Print the whole listing exactly.
* Begin Recorded data *
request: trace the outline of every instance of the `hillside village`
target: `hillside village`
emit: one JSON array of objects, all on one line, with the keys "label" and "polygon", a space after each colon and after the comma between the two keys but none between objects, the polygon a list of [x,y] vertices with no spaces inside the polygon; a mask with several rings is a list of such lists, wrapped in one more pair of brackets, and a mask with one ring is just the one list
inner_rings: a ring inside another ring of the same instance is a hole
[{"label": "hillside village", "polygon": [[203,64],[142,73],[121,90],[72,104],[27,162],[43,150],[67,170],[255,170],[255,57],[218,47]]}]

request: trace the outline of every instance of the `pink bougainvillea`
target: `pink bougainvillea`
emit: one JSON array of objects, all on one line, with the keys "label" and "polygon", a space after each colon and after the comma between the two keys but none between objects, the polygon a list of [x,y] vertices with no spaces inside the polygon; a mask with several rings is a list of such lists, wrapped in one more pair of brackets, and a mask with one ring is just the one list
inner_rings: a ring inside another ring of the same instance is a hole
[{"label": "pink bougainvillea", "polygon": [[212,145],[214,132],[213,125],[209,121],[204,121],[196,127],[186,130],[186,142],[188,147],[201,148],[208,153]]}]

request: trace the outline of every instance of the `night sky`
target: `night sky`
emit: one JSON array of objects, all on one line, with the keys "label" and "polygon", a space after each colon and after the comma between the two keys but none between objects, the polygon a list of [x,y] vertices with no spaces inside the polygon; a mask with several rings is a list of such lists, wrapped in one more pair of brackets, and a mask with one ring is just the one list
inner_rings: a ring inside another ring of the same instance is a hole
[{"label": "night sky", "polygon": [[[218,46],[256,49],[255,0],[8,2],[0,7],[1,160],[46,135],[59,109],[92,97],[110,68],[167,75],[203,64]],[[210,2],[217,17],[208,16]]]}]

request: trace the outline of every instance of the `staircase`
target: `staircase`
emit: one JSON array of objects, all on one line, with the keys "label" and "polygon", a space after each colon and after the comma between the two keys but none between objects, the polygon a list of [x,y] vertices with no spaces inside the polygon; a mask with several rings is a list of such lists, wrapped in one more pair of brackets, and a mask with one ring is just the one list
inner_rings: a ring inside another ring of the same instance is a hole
* End Recorded data *
- Task response -
request: trace the outline of every instance of the `hillside village`
target: `hillside village`
emit: one JSON array of objects, all on one line, with the keys "label" and "polygon", a space after each colon and after the comma between the two keys but none between objects, the polygon a list of [x,y] vertices with no spaces inside the polygon; a mask with several rings is a list of such lists, wrapped in one more pair of brackets, and a mask with one ring is just the one list
inner_rings: a ring inside another ring of the same instance is a hole
[{"label": "hillside village", "polygon": [[203,64],[142,73],[121,90],[72,104],[27,162],[43,150],[67,170],[255,170],[255,57],[218,47]]}]

request: trace the outline of every instance of the `pink bougainvillea`
target: `pink bougainvillea`
emit: one JSON array of objects, all on one line, with the keys "label" and "polygon", a space after each colon and after the comma between the two keys but none between objects, the polygon a list of [x,y] vertices with no spaces inside the polygon; a mask with several rings is a list of such lists, wrapped in one more pair of brackets, and a mask with one ring is just the one list
inner_rings: a ring inside another ring of the same instance is a hole
[{"label": "pink bougainvillea", "polygon": [[212,145],[214,132],[213,125],[209,121],[204,121],[196,127],[186,130],[186,142],[188,147],[201,148],[208,153]]}]

request: trace the outline of every instance of the `night sky`
target: `night sky`
emit: one JSON array of objects, all on one line, with the keys "label" and "polygon", a space after each colon and after the comma between the two keys but none between objects, the polygon a list of [x,y] vertices with no spaces inside the polygon; a mask with several rings is a list of such lists, wrapped in one more pair of brackets, and a mask with one ring is just the one list
inner_rings: a ring inside another ring of the same instance is a hole
[{"label": "night sky", "polygon": [[[218,46],[256,49],[255,0],[8,2],[0,7],[1,160],[46,135],[59,109],[92,97],[110,68],[167,75],[203,64]],[[210,2],[217,17],[208,16]]]}]

request: trace the outline of every instance of the `staircase`
target: `staircase`
emit: one JSON array of objects, all on one line, with the keys "label" and "polygon", a space after each colon and after the comma between the two keys but none between objects, the polygon a list of [x,y] vertices with no spaces inside the polygon; a mask with several rings is a list of such lists, wrapped in one more pair of brackets, and a mask with one ring is just the one list
inner_rings: a ring inside another ring of the same instance is a hole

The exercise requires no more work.